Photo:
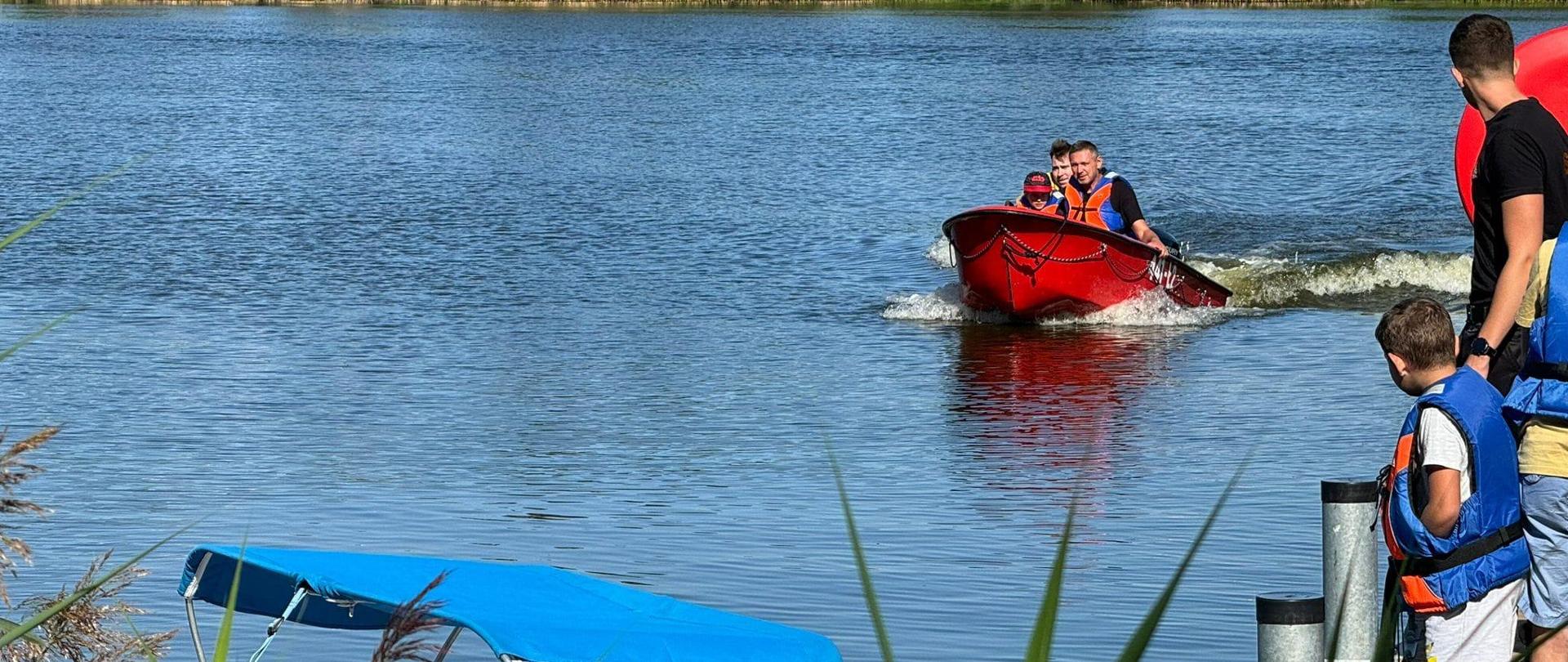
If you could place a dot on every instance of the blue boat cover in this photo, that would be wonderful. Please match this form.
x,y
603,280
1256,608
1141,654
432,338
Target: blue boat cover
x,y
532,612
★ ★ ★ ★ ★ ★ ★
**WHAT IS EXPECTED**
Reproduce the material above line for line, keeping every word, number, and punctuation mark unchanged. Leave out the pictures.

**PROBLEM SOLUTION**
Photo:
If you could place a dot on every instance of the blue boat cover in this photo, that would be wonderful. Please match this form.
x,y
603,280
1256,608
1141,654
432,338
Target: blue boat cover
x,y
532,612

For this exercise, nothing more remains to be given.